Sunday 1/18: we left at the crack of dawn- before it, in fact. Lesson learned: do not connect in Phoenix Skyport if you have to change airlines as this means a) a shuttle bus to change terminals and b) clearing security a second time. We made it to DC with no other issues. Here we had the only letdown of our trip: we arrived far too late in the day to make it to the We Are One concert. And we heard, from my cousin who was there, that the concert was as fabulous as the Inauguration itself. Ah, well. We made it to my Great Aunt Millie's house, and were greeted by a dinner of my favorite childhood food: halupki (stuffed cabbages).
Monday 1/19: Aunt Millie's granddaughters (my younger cousins) and their kids joined us for breakfast at her place. It was crazy with 3 kids under 3, but wonderful as I had not met any of the little ones in person yet.
This was the first time Annie has been old enough to remember meeting everyone.
After family reunion #1, Annie and I hopped the Metro downtown. Annie's phenomenal Metro luck started with new friend #1: photographer Tim Shaffer, who works for Reuters showed her his press pass and told her all about parties and events he was photographing.
Downtown, we rode the carousel and explored the National Mall. My cousin Emily and her dad Jim joined us for DC fun and family reunion #2 (Em now lives in Philly and Jim in Pittsburgh. Emily grew up in Alexandria, and I went to high school in McLean, so we know our way around.) It was so much fun to show everything to Annie.
She got to see the Capital, Washington Monument, White House, National Christmas Tree, Old Post Office Building, the Smithsonian Natural History Museum, Soledad O'Brien live and in person, MSNBC's booth, George Washington himself, and 10,000 port-a-potties. Most exciting of all was just to see DC so full of energy and excitement, so full of people there to celebrate a new moment in history, and also, to cash in on it by selling every Obama item you could imagine (and some I hope you couldn't!)
The people were amazing. So many people, so happy, so friendly, so kind. People were from EVERYWHERE. We met folks from all over the country. We talked to everyone- it is much easier to do this when you have an adorable 7 year old who is doing a paper for school. Annie's amazing Metro luck continued when she met a congresswoman's press secretary from Florida who let her check out an official inauguration ticket and program. A few minutes later, Annie also met our new friend Elaine, who works in film in LA.

= Position annotation items =
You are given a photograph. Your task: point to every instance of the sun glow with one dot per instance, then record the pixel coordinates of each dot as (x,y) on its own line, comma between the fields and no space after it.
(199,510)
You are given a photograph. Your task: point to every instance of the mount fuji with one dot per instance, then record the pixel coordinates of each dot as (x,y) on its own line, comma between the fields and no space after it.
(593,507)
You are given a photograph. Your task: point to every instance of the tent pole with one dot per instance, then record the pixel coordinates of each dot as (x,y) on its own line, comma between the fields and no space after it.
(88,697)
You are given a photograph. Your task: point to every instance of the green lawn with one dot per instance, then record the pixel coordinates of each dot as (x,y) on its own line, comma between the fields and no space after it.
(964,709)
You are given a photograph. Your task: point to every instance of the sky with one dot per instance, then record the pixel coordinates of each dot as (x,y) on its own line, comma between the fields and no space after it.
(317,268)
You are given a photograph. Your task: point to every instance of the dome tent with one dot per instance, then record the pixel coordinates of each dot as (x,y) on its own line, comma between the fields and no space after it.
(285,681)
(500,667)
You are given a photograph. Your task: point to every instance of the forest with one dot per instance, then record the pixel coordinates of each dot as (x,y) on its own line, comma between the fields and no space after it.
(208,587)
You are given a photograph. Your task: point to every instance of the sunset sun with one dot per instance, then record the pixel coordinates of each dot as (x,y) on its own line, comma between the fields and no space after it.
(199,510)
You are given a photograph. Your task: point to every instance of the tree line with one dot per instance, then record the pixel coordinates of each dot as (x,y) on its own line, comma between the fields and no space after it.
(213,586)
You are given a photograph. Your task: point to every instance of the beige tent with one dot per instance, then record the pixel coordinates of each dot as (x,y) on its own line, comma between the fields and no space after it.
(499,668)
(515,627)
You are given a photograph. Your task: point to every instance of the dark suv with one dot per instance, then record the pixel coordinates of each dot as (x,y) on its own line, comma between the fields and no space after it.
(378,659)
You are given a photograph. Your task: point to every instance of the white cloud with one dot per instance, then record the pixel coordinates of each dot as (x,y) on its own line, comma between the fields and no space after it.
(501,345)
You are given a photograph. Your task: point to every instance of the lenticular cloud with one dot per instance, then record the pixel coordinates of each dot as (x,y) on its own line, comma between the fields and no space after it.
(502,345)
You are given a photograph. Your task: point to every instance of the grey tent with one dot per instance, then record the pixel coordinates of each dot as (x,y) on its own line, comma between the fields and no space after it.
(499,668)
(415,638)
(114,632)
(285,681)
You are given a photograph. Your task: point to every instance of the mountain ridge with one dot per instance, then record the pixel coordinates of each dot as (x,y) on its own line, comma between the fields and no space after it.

= Goals =
1/ Reproduce the trip diary starting at "This was the" and ending at "everything to Annie.".
2/ In the trip diary, what food was served for dinner on arrival at Great Aunt Millie's house?
The items above are separate from the trip diary.

= Solutions by task =
1/
This was the first time Annie has been old enough to remember meeting everyone.
After family reunion #1, Annie and I hopped the Metro downtown. Annie's phenomenal Metro luck started with new friend #1: photographer Tim Shaffer, who works for Reuters showed her his press pass and told her all about parties and events he was photographing.
Downtown, we rode the carousel and explored the National Mall. My cousin Emily and her dad Jim joined us for DC fun and family reunion #2 (Em now lives in Philly and Jim in Pittsburgh. Emily grew up in Alexandria, and I went to high school in McLean, so we know our way around.) It was so much fun to show everything to Annie.

2/ Halupki (stuffed cabbages)